### GOAL OF THE EXERCISE
In the prison cell problem below, reproduce the passage from "Here's the scenario: You" up to and including "a single group.".

Problem 69

This is the archived version of this course from the Spring 2013 semester. You might find something more recent by visitning my teaching page.

This problem is to create an algorithm on a graph. You might use some ideas from the randomized MST algorithm, but it won't be exactly like that.

Here's the scenario: You have taken a bunch of prisoners and have 2 prison cells to put them in. Some of the prisoners really don't get along with each other, so you'd like as many of them to be in different cells as possible. And you also want to make this decision as quickly as possible because you need to lock them up soon.

Specifically, you have \(n\) prisoners, as well as a list of \(m\) pairs of prisoners that don't get along with each other and should be separated. This is a graph: each prisoner is a node in the graph, and there is an edge between two prisoners if they don't get along. We want to partition the \(n\) nodes of this graph into two groups so that as many edges as possible go between the two groups, and as few edges as possible go *within* a single group.

Here's a deterministic algorithm to solve this problem: Start out with all the prisoners in the same cell. Then go through the list of prisoners and, for each one, put them in whichever cell has fewer of that prisoner's enemies in it. Then go through the list again and do the same thing, each time moving a prisoner into the other cell if and only if they have fewer enemies in that cell. The algorithm stops when you can't make any more moves.

Source data:
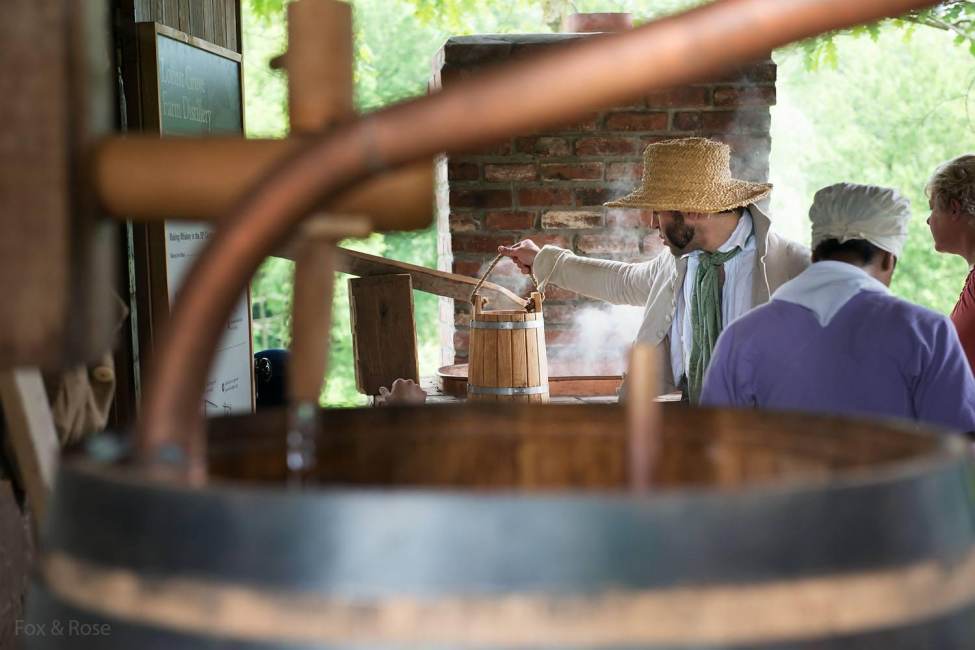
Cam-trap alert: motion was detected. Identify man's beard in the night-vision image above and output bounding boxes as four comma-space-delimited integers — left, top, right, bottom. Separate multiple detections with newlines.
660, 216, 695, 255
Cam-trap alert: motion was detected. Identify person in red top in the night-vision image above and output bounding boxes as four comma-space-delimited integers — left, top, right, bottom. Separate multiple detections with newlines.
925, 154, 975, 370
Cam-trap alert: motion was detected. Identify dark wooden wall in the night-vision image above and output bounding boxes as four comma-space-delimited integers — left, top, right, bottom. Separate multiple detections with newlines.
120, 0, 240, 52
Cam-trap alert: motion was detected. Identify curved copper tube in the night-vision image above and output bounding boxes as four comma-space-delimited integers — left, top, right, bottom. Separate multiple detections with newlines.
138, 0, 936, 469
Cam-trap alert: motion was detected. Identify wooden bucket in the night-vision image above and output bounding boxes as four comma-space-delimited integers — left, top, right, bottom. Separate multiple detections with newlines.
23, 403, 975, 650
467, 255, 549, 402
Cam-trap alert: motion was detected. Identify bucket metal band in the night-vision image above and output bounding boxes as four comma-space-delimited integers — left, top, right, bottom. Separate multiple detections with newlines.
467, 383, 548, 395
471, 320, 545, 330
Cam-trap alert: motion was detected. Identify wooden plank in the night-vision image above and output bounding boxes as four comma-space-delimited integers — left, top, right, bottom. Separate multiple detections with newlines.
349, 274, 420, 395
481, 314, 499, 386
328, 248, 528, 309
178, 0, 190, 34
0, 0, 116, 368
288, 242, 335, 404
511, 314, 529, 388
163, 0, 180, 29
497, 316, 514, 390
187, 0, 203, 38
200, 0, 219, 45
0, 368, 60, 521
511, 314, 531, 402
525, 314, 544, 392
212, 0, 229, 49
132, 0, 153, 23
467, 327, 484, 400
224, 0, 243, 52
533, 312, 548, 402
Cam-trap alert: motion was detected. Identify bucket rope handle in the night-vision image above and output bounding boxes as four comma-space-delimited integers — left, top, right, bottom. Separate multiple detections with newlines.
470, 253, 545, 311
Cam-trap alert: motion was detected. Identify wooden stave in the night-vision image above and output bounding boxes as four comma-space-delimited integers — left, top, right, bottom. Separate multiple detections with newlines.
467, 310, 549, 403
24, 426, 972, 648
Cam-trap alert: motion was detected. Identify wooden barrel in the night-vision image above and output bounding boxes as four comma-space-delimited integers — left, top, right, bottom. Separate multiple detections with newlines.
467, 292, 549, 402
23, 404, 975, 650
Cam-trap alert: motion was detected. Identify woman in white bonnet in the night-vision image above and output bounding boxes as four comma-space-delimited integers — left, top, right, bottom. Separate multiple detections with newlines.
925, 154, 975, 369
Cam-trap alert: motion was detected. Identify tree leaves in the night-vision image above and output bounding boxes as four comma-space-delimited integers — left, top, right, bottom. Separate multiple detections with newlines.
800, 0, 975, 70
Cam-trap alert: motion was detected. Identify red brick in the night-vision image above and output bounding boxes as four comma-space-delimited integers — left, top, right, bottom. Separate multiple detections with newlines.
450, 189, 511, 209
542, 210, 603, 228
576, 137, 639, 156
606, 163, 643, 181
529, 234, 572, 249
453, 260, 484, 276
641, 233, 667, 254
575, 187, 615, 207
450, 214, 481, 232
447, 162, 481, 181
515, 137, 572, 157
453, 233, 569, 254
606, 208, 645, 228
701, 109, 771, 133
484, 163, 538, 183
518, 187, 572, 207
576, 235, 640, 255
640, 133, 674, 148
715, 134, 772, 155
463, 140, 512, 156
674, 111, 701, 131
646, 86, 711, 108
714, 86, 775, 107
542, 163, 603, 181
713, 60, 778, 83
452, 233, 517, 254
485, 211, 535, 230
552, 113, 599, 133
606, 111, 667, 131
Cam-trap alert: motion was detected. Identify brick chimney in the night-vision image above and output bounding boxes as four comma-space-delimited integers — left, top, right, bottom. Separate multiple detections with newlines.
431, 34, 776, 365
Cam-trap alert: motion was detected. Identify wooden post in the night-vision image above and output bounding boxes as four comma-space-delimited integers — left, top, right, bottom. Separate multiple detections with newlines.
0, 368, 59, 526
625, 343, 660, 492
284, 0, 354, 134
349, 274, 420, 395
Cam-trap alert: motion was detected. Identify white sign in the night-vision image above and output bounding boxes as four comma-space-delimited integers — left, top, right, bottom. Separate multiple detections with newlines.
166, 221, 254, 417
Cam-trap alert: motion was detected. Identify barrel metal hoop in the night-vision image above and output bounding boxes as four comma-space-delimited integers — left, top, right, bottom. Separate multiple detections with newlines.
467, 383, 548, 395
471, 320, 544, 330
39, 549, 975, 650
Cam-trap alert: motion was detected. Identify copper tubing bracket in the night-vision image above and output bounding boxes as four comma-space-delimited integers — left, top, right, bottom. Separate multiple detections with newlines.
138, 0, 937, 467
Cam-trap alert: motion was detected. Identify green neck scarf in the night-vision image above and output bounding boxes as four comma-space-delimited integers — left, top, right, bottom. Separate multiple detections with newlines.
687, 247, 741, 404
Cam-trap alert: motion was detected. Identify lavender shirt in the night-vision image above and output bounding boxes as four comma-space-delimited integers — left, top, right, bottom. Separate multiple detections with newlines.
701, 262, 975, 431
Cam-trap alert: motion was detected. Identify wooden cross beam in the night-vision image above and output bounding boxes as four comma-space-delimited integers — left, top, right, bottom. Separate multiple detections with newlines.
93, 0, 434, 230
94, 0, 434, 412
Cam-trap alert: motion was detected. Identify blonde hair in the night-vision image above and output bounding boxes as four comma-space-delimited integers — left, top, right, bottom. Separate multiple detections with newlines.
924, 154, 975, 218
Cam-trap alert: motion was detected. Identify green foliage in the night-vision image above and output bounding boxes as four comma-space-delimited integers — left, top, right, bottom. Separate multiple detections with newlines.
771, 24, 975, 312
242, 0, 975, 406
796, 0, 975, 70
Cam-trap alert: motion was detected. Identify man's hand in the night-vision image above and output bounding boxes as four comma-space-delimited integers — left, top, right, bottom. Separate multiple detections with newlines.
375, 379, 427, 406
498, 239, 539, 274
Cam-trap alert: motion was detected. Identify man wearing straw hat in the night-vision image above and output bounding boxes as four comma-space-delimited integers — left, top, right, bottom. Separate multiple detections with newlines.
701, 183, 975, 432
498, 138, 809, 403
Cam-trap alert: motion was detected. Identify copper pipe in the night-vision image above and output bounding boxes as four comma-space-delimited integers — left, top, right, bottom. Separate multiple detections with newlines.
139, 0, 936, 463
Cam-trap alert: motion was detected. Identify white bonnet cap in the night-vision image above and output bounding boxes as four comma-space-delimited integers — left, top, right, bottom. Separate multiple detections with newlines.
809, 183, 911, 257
--
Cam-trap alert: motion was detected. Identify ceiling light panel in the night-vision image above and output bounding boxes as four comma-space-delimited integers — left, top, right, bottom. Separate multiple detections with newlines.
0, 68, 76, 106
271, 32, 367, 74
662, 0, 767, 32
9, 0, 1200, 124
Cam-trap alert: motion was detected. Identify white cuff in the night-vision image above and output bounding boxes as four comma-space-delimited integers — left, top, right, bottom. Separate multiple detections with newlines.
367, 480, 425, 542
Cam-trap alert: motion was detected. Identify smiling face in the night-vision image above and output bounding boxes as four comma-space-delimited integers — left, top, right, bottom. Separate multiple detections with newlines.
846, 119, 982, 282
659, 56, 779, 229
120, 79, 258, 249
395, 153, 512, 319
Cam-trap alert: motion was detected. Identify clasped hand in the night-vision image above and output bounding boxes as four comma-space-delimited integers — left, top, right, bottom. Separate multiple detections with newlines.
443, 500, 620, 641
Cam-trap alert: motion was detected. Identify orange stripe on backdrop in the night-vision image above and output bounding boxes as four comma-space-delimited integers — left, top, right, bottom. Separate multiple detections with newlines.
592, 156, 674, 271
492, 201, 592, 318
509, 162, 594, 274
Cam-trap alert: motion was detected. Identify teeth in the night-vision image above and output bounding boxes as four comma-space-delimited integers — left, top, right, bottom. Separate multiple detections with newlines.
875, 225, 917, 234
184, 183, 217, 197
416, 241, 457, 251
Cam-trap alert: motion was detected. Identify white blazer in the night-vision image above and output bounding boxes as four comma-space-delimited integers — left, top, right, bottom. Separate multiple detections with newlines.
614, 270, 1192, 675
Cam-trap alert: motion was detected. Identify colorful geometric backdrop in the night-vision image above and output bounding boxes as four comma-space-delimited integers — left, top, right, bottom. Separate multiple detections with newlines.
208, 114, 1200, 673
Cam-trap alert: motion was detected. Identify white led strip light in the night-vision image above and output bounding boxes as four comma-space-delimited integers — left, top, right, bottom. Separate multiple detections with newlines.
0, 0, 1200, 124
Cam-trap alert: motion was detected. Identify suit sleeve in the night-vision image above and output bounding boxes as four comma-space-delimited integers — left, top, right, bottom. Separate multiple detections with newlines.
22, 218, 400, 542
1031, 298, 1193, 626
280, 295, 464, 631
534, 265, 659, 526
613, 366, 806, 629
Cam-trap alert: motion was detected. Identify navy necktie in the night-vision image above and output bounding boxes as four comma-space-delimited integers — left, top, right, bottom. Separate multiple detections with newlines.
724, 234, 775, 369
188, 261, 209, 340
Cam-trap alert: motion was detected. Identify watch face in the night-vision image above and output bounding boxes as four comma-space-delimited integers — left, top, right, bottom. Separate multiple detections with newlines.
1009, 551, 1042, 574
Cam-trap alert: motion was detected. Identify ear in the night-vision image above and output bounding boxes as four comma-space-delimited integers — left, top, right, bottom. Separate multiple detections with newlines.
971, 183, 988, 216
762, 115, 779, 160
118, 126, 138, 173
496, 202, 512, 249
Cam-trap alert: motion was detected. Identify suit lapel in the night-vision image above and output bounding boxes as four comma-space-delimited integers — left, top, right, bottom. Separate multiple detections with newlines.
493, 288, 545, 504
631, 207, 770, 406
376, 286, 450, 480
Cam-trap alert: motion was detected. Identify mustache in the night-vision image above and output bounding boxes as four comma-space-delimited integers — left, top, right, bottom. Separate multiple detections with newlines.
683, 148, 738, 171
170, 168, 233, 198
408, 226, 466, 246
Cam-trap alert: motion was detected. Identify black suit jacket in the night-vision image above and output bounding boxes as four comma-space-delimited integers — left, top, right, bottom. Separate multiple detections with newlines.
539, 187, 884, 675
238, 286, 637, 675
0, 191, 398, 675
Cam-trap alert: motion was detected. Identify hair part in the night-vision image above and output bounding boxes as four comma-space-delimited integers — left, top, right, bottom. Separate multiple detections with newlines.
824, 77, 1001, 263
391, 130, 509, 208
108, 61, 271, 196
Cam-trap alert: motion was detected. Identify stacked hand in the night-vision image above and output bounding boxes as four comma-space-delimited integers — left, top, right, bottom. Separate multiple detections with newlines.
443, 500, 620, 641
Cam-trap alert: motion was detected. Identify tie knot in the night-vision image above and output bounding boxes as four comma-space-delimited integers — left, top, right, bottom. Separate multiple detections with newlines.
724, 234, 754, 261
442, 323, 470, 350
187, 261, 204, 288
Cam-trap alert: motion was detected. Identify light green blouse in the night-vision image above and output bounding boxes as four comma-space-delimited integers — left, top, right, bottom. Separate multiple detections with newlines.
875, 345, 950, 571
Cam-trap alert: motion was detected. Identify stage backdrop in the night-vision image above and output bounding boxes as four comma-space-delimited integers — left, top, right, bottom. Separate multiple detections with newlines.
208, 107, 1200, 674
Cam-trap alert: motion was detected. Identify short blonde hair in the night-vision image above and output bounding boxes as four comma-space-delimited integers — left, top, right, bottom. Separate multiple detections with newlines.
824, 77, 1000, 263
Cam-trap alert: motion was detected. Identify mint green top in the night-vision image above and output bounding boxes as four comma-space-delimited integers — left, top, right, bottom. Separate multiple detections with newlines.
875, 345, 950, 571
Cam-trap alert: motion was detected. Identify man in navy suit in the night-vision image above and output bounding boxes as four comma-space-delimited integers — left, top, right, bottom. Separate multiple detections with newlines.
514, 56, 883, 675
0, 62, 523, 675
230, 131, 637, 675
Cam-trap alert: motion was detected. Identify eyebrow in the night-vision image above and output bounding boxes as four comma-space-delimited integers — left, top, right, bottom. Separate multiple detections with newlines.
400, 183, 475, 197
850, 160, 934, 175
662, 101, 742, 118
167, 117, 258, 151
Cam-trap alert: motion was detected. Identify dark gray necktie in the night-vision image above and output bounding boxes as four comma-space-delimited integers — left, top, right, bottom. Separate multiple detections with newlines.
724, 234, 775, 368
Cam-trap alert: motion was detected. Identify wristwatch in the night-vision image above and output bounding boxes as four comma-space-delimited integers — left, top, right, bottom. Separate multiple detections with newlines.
* * *
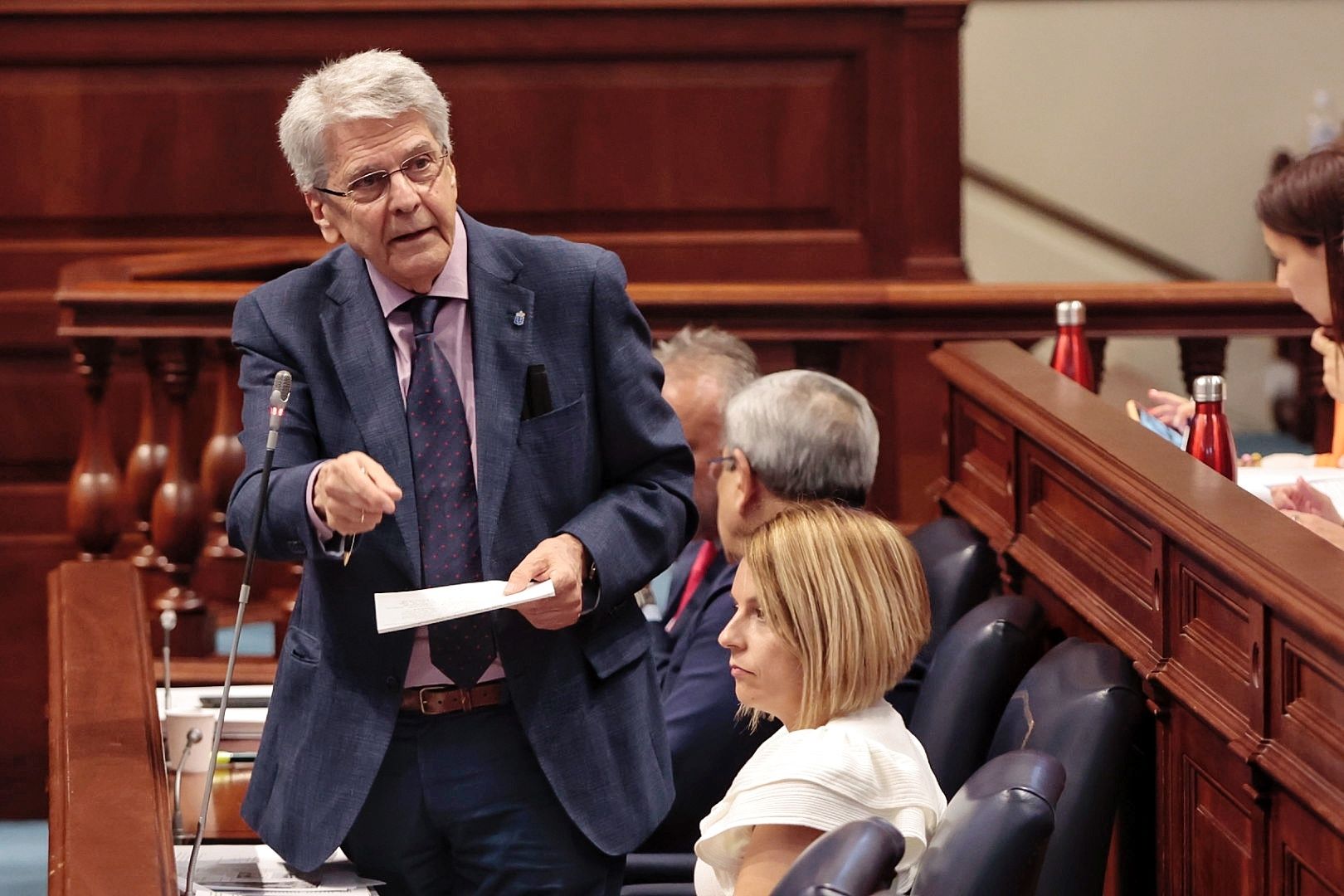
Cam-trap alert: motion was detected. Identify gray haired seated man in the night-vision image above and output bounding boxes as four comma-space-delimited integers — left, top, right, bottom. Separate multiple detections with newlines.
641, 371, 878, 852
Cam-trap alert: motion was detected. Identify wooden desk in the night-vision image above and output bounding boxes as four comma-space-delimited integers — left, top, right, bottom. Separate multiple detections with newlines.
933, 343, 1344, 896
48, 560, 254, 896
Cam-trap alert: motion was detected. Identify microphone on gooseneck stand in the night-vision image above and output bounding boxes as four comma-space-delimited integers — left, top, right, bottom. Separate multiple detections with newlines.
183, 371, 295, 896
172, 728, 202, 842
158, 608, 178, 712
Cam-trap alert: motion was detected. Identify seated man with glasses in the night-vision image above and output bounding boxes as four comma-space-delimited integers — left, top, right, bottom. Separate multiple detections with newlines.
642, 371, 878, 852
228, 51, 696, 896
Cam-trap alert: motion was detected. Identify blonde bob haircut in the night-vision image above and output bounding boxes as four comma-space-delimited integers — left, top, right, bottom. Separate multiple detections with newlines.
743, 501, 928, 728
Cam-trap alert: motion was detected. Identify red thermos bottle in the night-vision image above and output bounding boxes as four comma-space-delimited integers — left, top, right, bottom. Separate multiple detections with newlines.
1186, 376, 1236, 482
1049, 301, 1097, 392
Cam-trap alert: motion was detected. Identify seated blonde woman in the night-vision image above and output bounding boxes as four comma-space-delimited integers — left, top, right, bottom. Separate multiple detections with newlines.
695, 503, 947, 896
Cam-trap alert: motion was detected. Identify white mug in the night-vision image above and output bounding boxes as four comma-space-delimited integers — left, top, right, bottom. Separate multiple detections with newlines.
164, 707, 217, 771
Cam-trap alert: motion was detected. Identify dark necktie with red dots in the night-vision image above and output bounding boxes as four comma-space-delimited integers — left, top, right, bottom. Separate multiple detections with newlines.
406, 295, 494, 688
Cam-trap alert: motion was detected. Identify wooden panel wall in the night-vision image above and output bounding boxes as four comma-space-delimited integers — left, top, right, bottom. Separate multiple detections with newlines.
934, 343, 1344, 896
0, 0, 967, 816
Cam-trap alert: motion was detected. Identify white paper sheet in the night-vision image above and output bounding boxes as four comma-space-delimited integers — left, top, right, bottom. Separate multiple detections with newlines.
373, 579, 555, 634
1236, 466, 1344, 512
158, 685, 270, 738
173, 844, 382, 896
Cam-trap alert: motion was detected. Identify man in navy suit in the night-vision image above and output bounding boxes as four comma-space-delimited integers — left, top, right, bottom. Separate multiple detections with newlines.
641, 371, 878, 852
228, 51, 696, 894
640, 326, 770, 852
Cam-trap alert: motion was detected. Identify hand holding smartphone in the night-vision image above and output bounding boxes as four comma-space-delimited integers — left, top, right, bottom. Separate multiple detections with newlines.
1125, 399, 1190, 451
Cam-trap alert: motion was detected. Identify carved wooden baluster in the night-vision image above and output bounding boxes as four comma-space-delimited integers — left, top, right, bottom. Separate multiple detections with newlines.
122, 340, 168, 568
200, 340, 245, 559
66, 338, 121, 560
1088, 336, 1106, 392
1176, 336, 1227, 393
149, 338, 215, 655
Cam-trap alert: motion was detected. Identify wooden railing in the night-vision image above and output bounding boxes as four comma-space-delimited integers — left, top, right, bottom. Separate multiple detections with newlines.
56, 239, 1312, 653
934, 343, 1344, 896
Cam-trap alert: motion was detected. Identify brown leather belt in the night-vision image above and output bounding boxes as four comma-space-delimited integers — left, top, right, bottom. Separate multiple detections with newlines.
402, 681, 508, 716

### ANSWER
Here's the scenario: You have taken a bunch of prisoners and have 2 prison cells to put them in. Some of the prisoners really don't get along with each other, so you'd like as many of them to be in different cells as possible. And you also want to make this decision as quickly as possible because you need to lock them up soon.

Specifically, you have \(n\) prisoners, as well as a list of \(m\) pairs of prisoners that don't get along with each other and should be separated. This is a graph: each prisoner is a node in the graph, and there is an edge between two prisoners if they don't get along. We want to partition the \(n\) nodes of this graph into two groups so that as many edges as possible go between the two groups, and as few edges as possible go *within* a single group.